Task objective:
Beneath this task are records; state how many of their lines hold the word "every", and nothing else.

Data provided:
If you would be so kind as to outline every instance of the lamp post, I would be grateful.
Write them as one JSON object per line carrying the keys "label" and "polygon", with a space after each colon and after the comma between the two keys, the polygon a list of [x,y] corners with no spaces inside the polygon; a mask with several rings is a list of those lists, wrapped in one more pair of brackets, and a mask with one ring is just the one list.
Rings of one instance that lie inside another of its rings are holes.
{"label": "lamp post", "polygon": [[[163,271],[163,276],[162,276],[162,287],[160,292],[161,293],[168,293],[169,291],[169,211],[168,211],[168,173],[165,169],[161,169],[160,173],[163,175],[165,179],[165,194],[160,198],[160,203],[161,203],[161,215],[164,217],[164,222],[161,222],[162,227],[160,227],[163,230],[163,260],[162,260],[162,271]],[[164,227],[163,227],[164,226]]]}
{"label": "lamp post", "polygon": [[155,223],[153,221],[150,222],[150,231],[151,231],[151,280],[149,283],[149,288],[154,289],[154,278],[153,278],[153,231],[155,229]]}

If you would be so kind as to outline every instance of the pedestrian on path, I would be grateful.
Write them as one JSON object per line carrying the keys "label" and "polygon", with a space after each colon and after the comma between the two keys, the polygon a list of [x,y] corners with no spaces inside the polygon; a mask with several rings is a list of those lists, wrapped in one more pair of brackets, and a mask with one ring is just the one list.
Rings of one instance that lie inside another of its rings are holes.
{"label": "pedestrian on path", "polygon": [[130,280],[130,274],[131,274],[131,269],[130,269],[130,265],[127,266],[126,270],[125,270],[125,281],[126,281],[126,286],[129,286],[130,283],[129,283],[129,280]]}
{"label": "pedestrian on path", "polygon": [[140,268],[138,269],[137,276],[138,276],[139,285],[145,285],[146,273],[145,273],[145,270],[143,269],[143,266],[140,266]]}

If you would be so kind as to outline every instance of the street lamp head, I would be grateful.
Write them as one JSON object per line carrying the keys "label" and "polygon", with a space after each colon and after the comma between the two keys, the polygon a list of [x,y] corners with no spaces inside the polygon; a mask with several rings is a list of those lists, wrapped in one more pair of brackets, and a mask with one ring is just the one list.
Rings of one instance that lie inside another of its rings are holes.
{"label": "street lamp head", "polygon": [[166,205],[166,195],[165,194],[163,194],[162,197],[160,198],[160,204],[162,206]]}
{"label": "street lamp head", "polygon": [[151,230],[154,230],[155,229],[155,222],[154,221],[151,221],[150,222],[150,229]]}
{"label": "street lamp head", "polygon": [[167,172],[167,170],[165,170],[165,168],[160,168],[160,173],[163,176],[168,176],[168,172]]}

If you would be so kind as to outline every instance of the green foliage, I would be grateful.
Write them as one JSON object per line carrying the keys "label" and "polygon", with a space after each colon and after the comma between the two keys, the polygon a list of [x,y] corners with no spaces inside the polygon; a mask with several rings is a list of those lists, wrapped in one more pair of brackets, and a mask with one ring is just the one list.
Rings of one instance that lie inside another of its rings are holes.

Response box:
4